Natural-language object grounding data:
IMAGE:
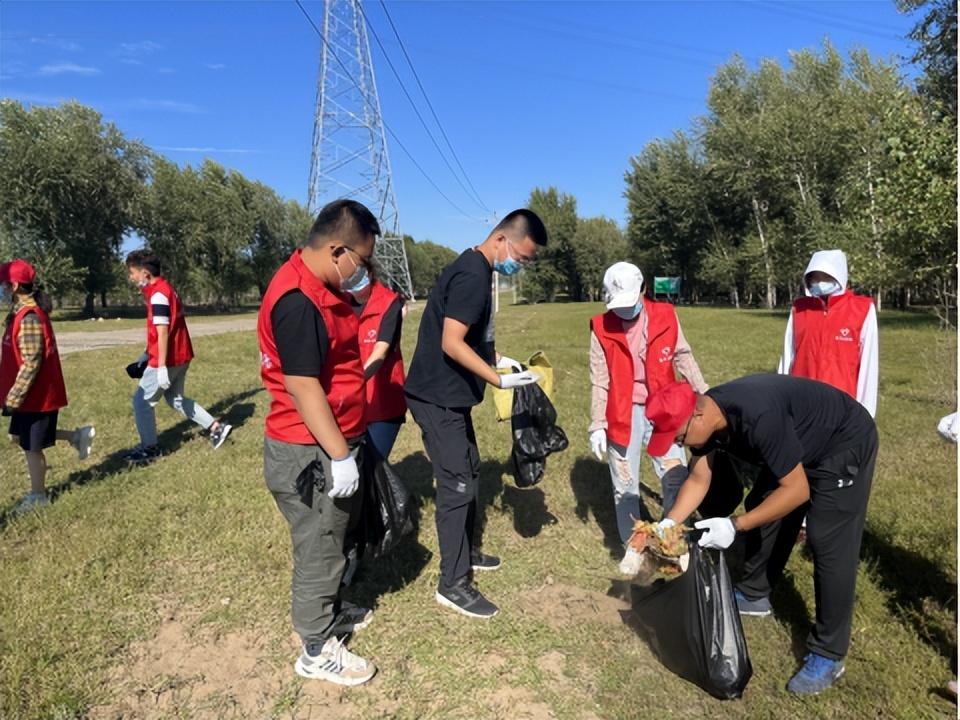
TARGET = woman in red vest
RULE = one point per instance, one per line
(380, 312)
(31, 380)
(635, 349)
(832, 332)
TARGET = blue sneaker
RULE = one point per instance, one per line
(817, 674)
(755, 608)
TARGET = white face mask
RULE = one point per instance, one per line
(823, 288)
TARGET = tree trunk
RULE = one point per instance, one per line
(771, 299)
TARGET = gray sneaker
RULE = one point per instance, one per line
(334, 663)
(466, 600)
(754, 608)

Exercise instructions: The answer is the line holding "TARGET = gray sneaker" and all the lines after it through the end of the records, repeated exactly.

Result:
TARGET = gray sneaker
RULE = one point per instance, one per line
(334, 663)
(466, 600)
(754, 608)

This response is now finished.